Es importante poner de relieve que los primeros mexicanos que visitaron el Medio Oriente fueron, precisamente, peregrinos. Ellos tienen una cosmovisión todavía hispánica, herencia del virreinato que acababa, apenas, de dar lugar a una inestable nación independiente.[24] El baluarte de los primeros mexicanos —se sabe de sobra— era la religión católica, que configuraba incluso la Constitución y aun el pensamiento de numerosos liberales. La del peregrino es una cosmovisión, por tanto, tridentina, ataviada de rasgos teológicos procedentes del universo barroco. Así pues, hubo unos primerizos visitantes de México al Medio Oriente, y, por la temprana fecha de su viaje, ellos no pudieron menos de ser peregrinos. Conforme avanza el siglo XIX mexicano, se radicaliza el ala liberal al grado de gestar un notable jacobinismo entre sus simpatizantes. Estos mexicanos adoptan una cosmovisión moderna, que negaba (no podía ser de otra manera) la herencia hispánica y su aneja mentalidad tridentina, en beneficio de los valores republicanos. Se cosecha, así, una nueva mentalidad que abandonó cualquier concepto y cualquier categoría de talante teológico. Durante este siglo se transitó de la mentalidad teológica a la mentalidad profana.[25] Tal proceso no hizo sino reflejarse, inclusive, en el acto histórico de viajar. Vemos así que se gesta, paralelo al tránsito de monarquía a república, un tránsito de la peregrinación tridentina al viaje moderno y mundano.
La peregrinación de los mexicanos tridentinos, como toda la tradición de peregrinaciones católicas, es un acto penitencial, de humillación, de expiación de pecados.[26] Según la historia de las peregrinaciones, el peregrino esperaba un trayecto difícil, lleno de obstáculos, para alcanzar la Tierra Santa. Lograrlo le granjeaba indulgencias a sus pecados más graves. No hay suficientes viajeros mexicanos al Medio Oriente en la primera mitad del siglo XIX, debido a este mismísimo hecho: la peregrinación no es un viaje cómodo, es un acto de humillación. Aún más: un obstáculo inexorable para el peregrino, en su rumbo al “Oriente”, es la continua presencia de no cristianos: herejes, cismáticos, apóstatas, relapsos, infieles, paganos, judíos.[27] El peregrino adolece de una pena inveterada: que la Tierra Santa permanezca domeñada por los enemigos de Cristo, los herejes de Mahoma: los mahometanos. Los peregrinos mexicanos, de acuerdo a su lógica tridentina, entenderán así a los musulmanes con quienes inevitablemente se cruzarán por su camino.

ACTIVIDAD — Enumera las clases de no cristianos que el fragmento sobre los peregrinos mexicanos presenta como obstáculo para el peregrino en su rumbo al “Oriente”.

DATOS REGISTRADOS —
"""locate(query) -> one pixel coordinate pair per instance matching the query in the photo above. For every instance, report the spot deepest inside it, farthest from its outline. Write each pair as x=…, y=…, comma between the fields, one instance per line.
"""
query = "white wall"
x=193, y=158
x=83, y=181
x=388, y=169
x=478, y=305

RESPUESTA — Herejes, cismáticos, apóstatas, relapsos, infieles, paganos y judíos.